►

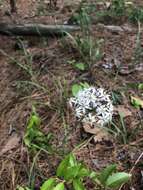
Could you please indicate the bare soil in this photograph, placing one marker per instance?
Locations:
(50, 59)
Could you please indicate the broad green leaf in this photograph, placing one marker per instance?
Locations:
(117, 179)
(72, 160)
(63, 166)
(78, 185)
(106, 173)
(48, 184)
(69, 161)
(80, 66)
(59, 186)
(136, 102)
(75, 89)
(71, 172)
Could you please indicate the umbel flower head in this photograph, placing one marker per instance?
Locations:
(93, 106)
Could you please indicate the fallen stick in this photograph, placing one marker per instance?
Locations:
(36, 29)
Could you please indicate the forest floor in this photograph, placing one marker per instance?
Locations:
(48, 89)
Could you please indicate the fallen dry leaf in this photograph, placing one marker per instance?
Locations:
(100, 133)
(12, 143)
(122, 110)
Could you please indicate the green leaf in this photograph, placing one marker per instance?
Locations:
(117, 179)
(71, 173)
(59, 186)
(78, 185)
(76, 88)
(80, 66)
(48, 184)
(106, 173)
(69, 161)
(63, 166)
(72, 160)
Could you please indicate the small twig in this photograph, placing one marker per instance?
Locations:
(132, 169)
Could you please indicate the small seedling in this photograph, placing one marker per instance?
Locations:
(72, 173)
(34, 139)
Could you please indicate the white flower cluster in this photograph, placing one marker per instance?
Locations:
(93, 106)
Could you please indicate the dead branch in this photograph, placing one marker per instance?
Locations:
(36, 29)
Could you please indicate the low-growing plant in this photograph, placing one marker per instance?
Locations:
(34, 138)
(72, 174)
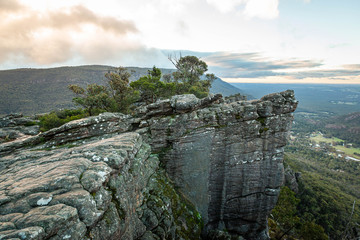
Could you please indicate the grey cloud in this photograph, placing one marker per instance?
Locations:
(328, 73)
(79, 15)
(19, 37)
(352, 66)
(254, 62)
(253, 65)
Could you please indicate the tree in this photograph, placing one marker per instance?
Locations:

◄

[PROBLEM TO SOLVE]
Retype the data above verbatim, minus images.

[RESULT FOR THIS EXERCISE]
Could you please indicate the bare soil in this photograph, placing one marker per instance?
Locations:
(50, 59)
Could you please indicate the broad green leaf in this photograph, placing one marker per instance?
Locations:
(117, 179)
(72, 160)
(63, 166)
(78, 185)
(106, 173)
(48, 184)
(69, 161)
(80, 66)
(59, 186)
(136, 102)
(75, 89)
(71, 172)
Could you please indicate the umbel flower head in this photograph, placing one marker per instance?
Locations:
(93, 106)
Could you please indicate the fallen stick in this photograph, placing one marker per instance?
Locations:
(36, 29)
Could you please indicate the forest floor in this photograph, placing one marker per instance?
Locations:
(48, 89)
Could you please indicate the fallen dry leaf in this photograph, placing one marker per instance?
Locations:
(100, 133)
(12, 143)
(122, 110)
Could you please indicate the green leaf in this photograph, placing one marker per instance?
Locations:
(117, 179)
(71, 173)
(59, 186)
(78, 185)
(76, 88)
(80, 66)
(48, 184)
(106, 173)
(69, 161)
(63, 166)
(72, 160)
Could you please indicate the small twig in this photograph, placing one marker per instance?
Locations:
(132, 169)
Could you please indicate the small seedling in this photograph, placing one marker per instance?
Locations:
(72, 173)
(34, 139)
Could you please indicate the white flower cluster in this photograph, placing one marker per instance?
Locations:
(93, 106)
Could you please indicate the dead branch in this photograph, placing one marker per instance?
Locations:
(36, 29)
Could you please indicate the low-growing plant in this photograph, placing one marker per instance?
Locations:
(34, 138)
(72, 174)
Could you please indicate the grey cloud in this photograph, placing one marker per instance?
Locations:
(328, 73)
(79, 15)
(19, 37)
(352, 66)
(254, 62)
(253, 65)
Could you please indicate the tree in this photograph, placing one marker per instance?
Locations:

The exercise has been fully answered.